-- Start MATERIAL TO PROCESS --

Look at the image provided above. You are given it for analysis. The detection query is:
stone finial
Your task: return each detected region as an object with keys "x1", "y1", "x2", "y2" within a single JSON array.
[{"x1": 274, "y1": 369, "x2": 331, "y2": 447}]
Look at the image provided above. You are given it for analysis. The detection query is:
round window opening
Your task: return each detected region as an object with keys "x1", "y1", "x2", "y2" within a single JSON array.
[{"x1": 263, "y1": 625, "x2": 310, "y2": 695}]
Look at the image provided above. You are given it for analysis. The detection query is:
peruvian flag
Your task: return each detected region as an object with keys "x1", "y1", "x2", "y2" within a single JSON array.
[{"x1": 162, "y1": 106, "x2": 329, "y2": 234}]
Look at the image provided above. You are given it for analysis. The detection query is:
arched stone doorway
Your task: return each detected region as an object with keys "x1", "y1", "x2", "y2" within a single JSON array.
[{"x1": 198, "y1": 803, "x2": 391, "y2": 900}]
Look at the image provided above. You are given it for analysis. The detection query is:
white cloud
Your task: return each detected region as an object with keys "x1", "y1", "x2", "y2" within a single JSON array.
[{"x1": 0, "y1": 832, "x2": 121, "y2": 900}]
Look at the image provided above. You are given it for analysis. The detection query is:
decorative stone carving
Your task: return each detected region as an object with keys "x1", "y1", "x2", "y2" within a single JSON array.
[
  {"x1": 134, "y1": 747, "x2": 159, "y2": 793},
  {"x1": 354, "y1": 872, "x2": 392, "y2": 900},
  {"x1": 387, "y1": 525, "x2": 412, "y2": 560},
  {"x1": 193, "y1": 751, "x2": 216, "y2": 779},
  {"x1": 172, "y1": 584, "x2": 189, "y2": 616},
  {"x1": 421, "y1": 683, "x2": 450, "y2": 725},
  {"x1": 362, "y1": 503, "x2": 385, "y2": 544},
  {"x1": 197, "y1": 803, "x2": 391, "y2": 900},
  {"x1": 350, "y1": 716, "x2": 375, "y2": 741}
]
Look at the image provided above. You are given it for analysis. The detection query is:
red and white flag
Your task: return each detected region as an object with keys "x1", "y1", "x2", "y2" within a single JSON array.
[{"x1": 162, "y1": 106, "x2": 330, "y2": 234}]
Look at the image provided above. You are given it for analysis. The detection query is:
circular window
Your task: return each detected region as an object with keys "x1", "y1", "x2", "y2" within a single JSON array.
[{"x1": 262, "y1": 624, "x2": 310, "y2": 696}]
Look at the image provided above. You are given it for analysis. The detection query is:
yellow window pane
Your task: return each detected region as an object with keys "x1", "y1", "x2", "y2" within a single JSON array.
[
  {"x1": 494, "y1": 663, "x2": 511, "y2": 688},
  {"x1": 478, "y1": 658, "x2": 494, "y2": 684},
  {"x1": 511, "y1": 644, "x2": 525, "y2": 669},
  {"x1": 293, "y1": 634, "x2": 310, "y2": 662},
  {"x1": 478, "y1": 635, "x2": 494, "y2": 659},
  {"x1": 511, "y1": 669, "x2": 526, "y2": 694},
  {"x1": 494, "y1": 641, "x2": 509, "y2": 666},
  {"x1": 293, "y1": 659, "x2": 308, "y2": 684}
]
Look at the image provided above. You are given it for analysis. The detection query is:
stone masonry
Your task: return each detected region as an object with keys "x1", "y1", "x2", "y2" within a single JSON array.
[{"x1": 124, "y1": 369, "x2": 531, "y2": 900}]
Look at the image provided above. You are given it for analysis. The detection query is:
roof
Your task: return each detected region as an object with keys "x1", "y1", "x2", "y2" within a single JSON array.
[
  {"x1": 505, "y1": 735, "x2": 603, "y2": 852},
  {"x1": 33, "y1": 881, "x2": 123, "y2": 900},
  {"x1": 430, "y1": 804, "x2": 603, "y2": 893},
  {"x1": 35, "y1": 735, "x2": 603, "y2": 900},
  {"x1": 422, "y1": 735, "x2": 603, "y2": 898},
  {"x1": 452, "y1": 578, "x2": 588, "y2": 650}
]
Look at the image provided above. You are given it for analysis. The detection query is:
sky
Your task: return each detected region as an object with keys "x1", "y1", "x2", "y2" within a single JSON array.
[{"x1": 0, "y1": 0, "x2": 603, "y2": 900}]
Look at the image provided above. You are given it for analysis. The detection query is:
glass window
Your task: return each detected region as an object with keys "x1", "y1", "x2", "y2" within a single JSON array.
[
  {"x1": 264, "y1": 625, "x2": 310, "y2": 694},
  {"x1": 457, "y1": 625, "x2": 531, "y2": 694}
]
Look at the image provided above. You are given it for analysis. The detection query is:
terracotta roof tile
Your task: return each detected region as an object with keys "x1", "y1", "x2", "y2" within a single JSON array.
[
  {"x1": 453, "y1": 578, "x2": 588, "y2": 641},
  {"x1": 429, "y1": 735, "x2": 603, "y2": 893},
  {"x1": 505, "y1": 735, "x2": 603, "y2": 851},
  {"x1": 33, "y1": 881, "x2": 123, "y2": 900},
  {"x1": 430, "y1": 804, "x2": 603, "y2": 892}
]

-- End MATERIAL TO PROCESS --

Select every line of the material above that contains the word "stone", and copy those lines.

SOLUTION BELOW:
stone finial
arched stone doorway
decorative stone carving
stone masonry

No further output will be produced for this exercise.